TEXTE SOURCE:
▬▬▬
La Cour de justice de l’Union européenne estime que les deux premières questions sont irrecevables.

En ce qui concerne la a première question, par laquelle la juridiction de renvoi demande, en substance, si les articles 107 et 108 TFUE doivent être interprétés en ce sens qu’une réglementation nationale en vertu de laquelle seuls certains producteurs d’électricité sont assujettis à un impôt sur les revenus excédant une certaine somme constitue une aide d’État accordée aux producteurs qui en sont exemptés, soumise à obligation de notification, La Cour relève que la qualification d’une mesure nationale d’« aide d’État », au sens de l’article 107, paragraphe 1, TFUE, requiert que les conditions cumulatives suivantes soient remplies. Premièrement, il doit s’agir d’une intervention de l’État ou au moyen de ressources d’État. Deuxièmement, cette intervention doit être susceptible d’affecter les échanges entre les États membres. Troisièmement, elle doit accorder un avantage sélectif à son bénéficiaire. Quatrièmement, elle doit fausser ou menacer de fausser la concurrence.

La Cour d’appel n’ayant pas communiqué les éléments nécessaires pour permettre de déterminer si les conditions précitées sont remplie, la Cour de justice ne dispose pas des éléments nécessaires pour répondre de façon utile à la première question et la considère irrecevable.

La Cour de justice de l’Union européenne constate que par la seconde question, la Cour d’appel cherche à savoir si la réglementation nationale en cause au principal établit une discrimination indirecte, contraire aux articles 49 et 56 TFUE, dans la mesure où elle concerne des personnes, telles que la requérante au principal, faisant partie d’un groupe dont la société mère a son siège dans un autre État membre. En particulier, la juridiction de renvoi indique que cette réglementation pourrait avoir pour effet de dissuader ce groupe de continuer à exercer des activités de production d’électricité à partir de sources renouvelables sur le territoire de la Roumanie.

Or, la société mère dudit groupe, établie dans un autre État membre, n’est pas partie au litige au principal et que la juridiction de renvoi n’explique pas en quoi, dans le cadre du litige dont elle est saisie et qui porte sur la légalité de l’imposition dont seule la requérante au principal, filiale de cette société mère, a fait l’objet, elle pourrait être amenée à apprécier l’impact de cette imposition sur ladite société mère et, le cas échéant, à en tirer d’éventuelles conséquences, de sorte qu’elle doit être déclarée irrecevable.
▬▬▬
LIGNES DE DONNÉES:

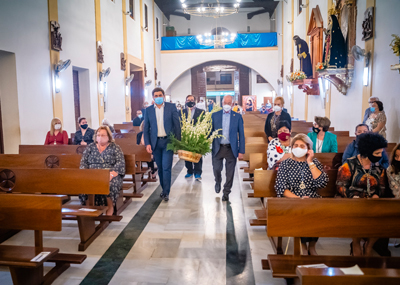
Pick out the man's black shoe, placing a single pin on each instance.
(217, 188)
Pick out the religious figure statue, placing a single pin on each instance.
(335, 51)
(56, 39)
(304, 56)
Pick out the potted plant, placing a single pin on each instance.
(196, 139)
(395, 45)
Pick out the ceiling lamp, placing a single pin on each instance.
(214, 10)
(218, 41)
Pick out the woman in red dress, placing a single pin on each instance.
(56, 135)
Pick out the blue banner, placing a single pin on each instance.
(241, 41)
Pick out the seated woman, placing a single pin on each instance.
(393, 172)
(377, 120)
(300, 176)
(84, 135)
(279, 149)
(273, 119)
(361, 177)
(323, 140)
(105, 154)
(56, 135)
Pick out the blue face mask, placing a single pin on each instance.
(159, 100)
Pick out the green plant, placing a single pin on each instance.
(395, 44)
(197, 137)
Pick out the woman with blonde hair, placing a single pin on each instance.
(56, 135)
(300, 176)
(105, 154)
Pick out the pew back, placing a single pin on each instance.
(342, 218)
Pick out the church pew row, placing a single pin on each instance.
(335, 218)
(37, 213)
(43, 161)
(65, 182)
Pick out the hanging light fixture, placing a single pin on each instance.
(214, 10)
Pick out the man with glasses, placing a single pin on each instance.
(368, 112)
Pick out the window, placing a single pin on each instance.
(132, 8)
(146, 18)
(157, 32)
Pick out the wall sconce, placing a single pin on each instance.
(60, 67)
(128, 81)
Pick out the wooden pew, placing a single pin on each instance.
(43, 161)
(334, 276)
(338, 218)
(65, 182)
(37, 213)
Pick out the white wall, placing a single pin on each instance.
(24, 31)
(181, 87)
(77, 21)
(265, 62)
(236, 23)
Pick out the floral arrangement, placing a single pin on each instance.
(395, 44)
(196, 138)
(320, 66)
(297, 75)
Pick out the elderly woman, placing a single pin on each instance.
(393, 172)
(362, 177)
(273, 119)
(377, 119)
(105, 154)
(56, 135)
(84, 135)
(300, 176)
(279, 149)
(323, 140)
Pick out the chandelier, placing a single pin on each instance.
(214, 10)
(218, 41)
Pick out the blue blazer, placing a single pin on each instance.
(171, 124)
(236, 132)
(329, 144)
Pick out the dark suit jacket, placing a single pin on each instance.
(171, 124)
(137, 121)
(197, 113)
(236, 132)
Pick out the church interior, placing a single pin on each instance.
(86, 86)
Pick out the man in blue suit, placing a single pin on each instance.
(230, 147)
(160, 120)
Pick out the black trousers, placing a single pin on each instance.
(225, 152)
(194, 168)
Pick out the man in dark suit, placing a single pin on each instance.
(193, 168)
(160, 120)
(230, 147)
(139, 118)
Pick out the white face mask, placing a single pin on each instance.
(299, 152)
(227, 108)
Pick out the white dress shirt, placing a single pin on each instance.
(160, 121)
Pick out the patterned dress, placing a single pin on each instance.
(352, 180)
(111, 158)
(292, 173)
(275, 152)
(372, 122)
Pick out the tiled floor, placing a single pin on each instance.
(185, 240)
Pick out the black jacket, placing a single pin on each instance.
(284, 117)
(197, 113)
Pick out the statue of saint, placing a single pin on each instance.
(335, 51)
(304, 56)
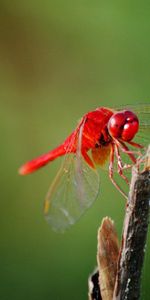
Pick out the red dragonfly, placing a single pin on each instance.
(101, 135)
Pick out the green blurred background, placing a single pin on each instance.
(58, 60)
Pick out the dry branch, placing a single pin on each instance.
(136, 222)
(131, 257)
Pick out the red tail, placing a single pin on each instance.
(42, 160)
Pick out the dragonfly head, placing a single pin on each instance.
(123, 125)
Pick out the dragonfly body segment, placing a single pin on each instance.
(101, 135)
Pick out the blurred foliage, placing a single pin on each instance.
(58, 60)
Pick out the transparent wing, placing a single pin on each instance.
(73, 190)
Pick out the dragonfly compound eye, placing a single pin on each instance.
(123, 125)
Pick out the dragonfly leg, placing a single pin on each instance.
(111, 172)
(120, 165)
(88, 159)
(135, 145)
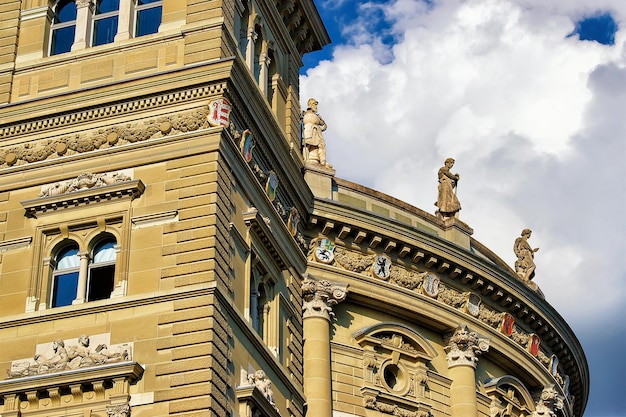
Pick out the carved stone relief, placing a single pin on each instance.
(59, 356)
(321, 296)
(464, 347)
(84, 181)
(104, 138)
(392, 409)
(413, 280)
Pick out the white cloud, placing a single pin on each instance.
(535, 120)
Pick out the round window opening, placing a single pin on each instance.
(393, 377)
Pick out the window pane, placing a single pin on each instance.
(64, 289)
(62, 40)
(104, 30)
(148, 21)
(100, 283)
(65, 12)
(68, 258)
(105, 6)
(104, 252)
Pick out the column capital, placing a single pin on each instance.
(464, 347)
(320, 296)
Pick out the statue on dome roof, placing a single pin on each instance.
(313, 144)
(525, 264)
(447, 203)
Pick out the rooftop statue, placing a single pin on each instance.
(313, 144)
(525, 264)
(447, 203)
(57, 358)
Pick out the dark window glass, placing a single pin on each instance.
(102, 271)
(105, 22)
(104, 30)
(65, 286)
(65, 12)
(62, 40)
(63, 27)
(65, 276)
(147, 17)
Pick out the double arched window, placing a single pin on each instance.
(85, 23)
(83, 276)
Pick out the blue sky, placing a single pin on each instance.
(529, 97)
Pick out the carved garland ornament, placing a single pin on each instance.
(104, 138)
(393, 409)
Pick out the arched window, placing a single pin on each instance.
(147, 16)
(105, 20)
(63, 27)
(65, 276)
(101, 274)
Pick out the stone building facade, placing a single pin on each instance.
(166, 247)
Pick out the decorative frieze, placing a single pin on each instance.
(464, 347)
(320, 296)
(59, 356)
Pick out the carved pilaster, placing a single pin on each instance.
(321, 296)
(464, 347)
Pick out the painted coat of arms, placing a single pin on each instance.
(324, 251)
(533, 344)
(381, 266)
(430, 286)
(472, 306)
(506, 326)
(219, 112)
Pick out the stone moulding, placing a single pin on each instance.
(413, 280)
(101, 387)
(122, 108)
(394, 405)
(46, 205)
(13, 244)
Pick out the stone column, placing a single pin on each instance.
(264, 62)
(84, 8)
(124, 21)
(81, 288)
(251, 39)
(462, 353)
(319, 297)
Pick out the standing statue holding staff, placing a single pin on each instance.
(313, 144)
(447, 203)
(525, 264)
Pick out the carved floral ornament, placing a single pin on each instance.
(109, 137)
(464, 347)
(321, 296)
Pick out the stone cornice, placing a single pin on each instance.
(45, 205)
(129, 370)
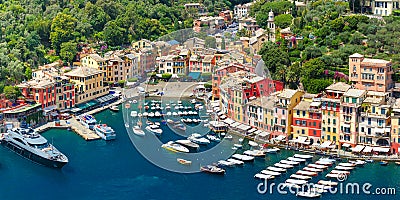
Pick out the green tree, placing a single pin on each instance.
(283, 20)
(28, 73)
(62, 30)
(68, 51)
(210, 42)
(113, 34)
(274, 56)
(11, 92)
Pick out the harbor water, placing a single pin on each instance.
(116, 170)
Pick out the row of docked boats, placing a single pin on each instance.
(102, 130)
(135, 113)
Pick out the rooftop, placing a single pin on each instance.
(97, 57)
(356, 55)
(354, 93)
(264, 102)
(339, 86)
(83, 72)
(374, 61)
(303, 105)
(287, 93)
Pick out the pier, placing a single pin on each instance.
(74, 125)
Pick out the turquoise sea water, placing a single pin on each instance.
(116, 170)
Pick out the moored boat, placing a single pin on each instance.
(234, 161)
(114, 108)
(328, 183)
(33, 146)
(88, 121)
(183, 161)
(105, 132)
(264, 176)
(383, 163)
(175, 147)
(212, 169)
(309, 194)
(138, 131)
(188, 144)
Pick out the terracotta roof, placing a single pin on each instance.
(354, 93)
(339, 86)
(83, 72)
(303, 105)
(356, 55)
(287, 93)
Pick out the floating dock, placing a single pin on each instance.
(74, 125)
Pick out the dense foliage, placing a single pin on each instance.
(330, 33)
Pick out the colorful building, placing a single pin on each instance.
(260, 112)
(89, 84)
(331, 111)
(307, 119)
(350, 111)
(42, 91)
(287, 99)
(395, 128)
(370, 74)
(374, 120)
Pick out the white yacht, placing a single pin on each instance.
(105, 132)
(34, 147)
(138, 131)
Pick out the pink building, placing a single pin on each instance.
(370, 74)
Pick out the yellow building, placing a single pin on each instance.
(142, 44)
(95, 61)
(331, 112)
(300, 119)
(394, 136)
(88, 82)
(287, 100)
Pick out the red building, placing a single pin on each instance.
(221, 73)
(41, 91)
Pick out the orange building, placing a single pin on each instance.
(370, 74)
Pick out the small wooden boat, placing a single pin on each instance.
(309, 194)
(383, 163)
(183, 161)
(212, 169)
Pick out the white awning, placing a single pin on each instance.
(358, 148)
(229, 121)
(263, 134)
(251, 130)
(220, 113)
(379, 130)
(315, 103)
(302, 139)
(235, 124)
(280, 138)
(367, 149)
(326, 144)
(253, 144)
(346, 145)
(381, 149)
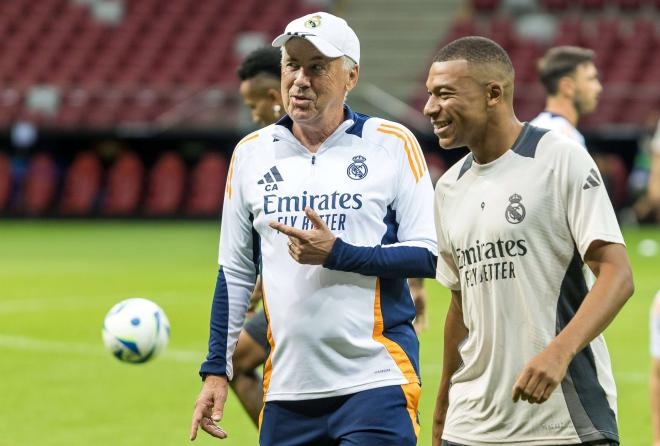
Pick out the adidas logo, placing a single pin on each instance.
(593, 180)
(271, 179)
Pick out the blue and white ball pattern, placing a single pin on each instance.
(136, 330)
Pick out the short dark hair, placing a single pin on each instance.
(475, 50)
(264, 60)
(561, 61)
▬▬▬
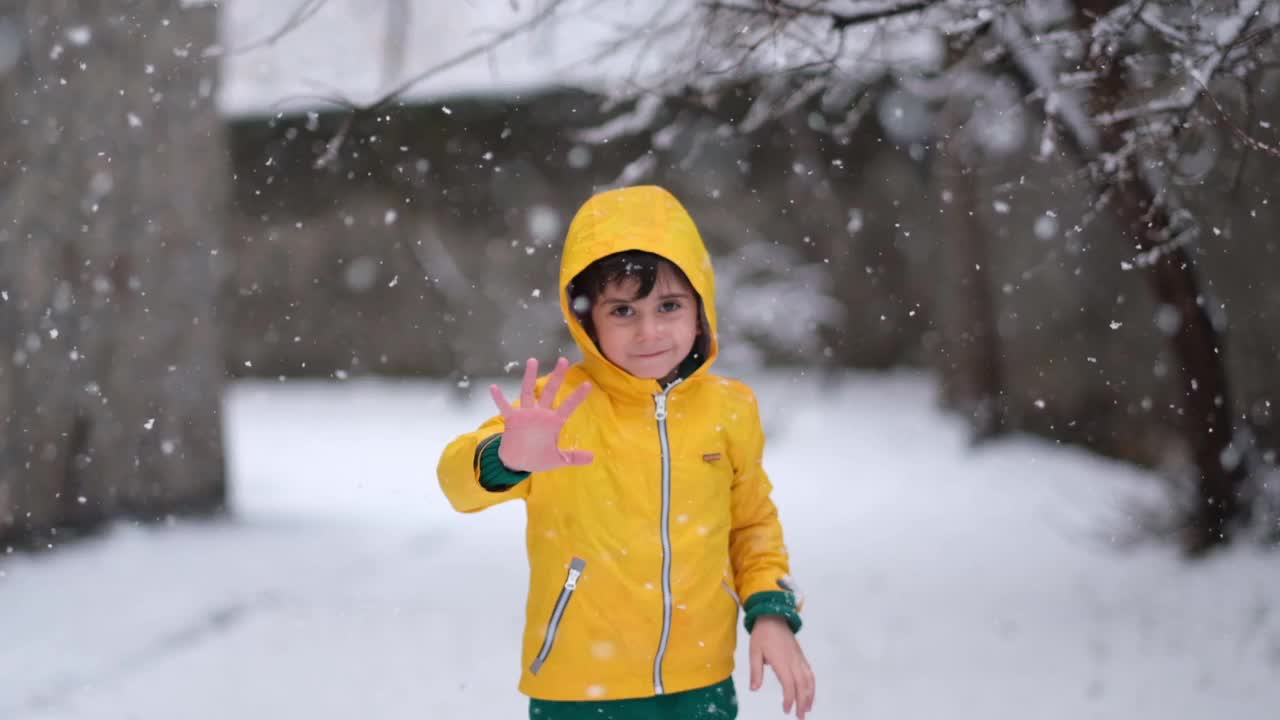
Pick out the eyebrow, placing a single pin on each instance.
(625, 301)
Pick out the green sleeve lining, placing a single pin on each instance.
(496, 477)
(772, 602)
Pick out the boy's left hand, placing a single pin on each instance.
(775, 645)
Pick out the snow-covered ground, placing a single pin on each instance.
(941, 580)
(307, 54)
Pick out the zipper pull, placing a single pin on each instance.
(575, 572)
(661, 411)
▬▬▬
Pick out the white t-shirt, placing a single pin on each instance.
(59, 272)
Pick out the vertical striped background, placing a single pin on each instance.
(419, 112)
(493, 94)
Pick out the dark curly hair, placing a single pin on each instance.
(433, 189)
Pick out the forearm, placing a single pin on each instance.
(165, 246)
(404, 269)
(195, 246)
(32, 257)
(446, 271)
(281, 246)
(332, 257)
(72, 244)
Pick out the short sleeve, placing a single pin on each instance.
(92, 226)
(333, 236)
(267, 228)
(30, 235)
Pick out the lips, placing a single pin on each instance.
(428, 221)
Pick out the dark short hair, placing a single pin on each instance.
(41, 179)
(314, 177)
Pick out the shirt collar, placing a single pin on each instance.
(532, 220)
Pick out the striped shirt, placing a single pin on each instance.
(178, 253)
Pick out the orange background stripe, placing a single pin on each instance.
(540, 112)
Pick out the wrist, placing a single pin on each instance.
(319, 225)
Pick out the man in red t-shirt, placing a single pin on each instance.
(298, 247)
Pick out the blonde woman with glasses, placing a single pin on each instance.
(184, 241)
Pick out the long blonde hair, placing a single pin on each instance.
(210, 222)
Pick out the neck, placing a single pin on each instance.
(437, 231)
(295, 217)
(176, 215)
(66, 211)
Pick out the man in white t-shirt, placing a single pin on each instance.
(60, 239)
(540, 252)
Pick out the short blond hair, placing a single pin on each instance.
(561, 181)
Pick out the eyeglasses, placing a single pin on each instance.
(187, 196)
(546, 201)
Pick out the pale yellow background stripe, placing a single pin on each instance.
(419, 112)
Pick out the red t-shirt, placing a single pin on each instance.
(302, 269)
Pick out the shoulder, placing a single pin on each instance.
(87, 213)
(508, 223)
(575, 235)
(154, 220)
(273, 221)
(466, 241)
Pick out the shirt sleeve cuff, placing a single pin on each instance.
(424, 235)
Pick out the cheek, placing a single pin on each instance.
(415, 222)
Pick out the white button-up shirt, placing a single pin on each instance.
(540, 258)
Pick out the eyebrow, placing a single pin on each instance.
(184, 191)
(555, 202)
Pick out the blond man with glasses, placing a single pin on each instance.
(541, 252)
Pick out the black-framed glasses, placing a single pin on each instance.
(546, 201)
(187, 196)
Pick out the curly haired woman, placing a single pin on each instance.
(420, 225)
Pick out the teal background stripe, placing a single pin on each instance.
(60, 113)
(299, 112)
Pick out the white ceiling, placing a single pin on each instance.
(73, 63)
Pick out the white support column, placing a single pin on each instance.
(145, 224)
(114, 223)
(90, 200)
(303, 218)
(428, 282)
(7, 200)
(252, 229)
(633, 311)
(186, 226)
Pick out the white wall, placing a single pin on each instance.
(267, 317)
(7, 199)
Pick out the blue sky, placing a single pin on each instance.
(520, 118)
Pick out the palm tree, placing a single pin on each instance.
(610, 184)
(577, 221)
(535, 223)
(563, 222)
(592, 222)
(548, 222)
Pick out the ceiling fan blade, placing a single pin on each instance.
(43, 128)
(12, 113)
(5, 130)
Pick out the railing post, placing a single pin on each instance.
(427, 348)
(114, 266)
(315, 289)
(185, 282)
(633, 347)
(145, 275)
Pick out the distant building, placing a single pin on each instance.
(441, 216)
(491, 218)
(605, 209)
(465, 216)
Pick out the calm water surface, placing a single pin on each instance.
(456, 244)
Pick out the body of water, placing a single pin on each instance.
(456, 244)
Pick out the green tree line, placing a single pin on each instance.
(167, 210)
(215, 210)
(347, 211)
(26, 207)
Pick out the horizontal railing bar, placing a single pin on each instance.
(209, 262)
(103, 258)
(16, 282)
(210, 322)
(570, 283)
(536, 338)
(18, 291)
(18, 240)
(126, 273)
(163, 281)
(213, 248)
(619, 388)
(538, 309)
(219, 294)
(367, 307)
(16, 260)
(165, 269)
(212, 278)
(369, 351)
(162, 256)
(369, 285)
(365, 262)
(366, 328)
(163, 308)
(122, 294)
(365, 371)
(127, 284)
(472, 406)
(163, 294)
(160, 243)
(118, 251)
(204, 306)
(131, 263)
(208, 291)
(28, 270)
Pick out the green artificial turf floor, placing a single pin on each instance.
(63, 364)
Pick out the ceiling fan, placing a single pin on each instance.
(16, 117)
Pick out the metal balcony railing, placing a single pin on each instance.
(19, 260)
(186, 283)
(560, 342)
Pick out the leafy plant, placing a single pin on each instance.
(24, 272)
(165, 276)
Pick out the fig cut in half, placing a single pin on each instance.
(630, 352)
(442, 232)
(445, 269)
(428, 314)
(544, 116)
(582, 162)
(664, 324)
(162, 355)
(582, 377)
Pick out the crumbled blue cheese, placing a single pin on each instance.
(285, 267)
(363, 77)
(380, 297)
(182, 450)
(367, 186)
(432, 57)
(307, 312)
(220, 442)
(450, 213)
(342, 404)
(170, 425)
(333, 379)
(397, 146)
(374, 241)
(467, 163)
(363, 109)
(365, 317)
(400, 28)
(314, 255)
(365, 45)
▬▬▬
OBJET DE L'EXERCICE:
Rédigez la suite du texte source sur l'irrecevabilité des questions posées à la Cour de justice de l'Union européenne, en partant de sa dernière phrase.

RÉSULTAT DE L'EXERCICE:
En ce qui concerne la troisième question, la juridiction de renvoi demande, en substance, si la directive 2019/944 doit être interprétée en ce sens qu’elle s’oppose à une réglementation nationale qui soumet des producteurs d’électricité à partir de sources renouvelables à un impôt sur les revenus issus de la vente de leur électricité au-delà d’un certain prix fixé par cette réglementation en ce qu’en soumettant certains producteurs d’électricité à un impôt sur les revenus issus de la vente de leur électricité au-delà d’un certain prix fixé par cette réglementation elle constituerait une mesure équivalente à une fixation du prix de vente de l’électricité ou à une restriction de la liberté de fixer ce prix, en ce qu’elle est susceptible d’avoir une éventuelle incidence sur la détermination dudit prix.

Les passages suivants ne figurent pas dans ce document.